• PAGE EXTRACT
= Inghilda Tapio =

Saami author, poet, translator and actress

Inger Gunhild Maria "Inghilda" Tapio (née Valkeapää, born February 1946 in Gárasavvon, Sweden) is a Saami author, poet, translator, and actress. She writes in both Northern Saami and Swedish.

== Biography ==
Inghilda Tapio grew up in a Saami reindeer herding family within the Könkämä Sámi reindeer herding village. When she was 7, she was forced to go live in a residential school since the Swedish Government had decided to do away with the mobile versions shortly before she had to go to school. After graduation, she studied Swedish, Northern Saami, English, and pedagogy at Umeå University. Later on, she studied art at Sunderby Folk High School and dramaturgy in Inari, Finland.

Afterwards, she has worked as an actress with the Sámi theaters Dálvadis and Giron Sámi Teáhter in Kiruna, Sweden and as a teacher. At the same time, she also dedicated herself to writing, drawing, and painting. In 1979, she made her literary debut with the book Mu luondu sámi luondu. In 1995, she won the Saami Council Literature Prize for the Northern Sámi anthology Ii fal dan dihte.

• EXERCISE SET
a – Answer these questions about the Inghilda Tapio article:
(i) At what age was she made to live in a residential school?
(ii) With which book did she make her literary debut in 1979?
(iii) What prize did she win in 1995?
b – Gather every line in the rows that contains the word "flower", matching case exactly.
The text about Inghilda Tapio and the rows that come after it were taken from unrelated sources.

Point annotation dataset rows
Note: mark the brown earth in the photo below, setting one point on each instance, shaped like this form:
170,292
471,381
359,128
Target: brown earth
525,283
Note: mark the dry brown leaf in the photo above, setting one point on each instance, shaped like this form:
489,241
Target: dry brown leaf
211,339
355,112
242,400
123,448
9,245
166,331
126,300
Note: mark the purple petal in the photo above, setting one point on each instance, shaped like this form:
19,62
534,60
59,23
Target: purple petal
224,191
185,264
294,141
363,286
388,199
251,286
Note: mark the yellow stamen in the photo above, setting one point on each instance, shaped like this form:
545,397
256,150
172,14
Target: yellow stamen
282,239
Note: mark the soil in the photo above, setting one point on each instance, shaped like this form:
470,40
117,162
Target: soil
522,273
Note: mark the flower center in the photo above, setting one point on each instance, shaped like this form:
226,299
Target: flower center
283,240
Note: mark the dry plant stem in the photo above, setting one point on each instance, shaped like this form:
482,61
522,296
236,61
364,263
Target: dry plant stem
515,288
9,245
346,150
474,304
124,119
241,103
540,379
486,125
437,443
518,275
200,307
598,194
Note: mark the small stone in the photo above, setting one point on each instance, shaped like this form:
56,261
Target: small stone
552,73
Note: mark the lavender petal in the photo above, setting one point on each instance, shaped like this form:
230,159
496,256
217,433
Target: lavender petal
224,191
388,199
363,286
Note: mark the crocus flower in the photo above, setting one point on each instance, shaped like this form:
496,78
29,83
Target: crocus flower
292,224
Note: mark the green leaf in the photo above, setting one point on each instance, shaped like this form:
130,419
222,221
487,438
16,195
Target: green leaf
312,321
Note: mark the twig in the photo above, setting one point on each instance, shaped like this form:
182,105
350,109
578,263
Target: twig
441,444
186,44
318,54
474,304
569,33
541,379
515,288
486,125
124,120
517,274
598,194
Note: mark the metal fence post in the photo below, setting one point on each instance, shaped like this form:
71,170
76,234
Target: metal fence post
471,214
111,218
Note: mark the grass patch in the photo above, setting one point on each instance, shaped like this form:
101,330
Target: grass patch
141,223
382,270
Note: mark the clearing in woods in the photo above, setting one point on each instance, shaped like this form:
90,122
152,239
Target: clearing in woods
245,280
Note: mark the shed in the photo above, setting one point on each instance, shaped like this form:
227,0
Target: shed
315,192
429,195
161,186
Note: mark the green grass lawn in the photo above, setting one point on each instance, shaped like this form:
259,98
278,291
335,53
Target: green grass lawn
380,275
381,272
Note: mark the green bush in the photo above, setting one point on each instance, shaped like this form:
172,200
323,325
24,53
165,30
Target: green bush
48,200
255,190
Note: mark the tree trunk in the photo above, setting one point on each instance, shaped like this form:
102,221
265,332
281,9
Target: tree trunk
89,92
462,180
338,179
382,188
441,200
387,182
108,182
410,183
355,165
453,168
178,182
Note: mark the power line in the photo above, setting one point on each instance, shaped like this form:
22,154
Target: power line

• SOLUTION SET
a –
(i) 7
(ii) Mu luondu sámi luondu
(iii) The Saami Council Literature Prize, for the Northern Sámi anthology Ii fal dan dihte

b –
Note: mark the flower center in the photo above, setting one point on each instance, shaped like this form:
Target: flower center
Note: mark the crocus flower in the photo above, setting one point on each instance, shaped like this form:
Target: crocus flower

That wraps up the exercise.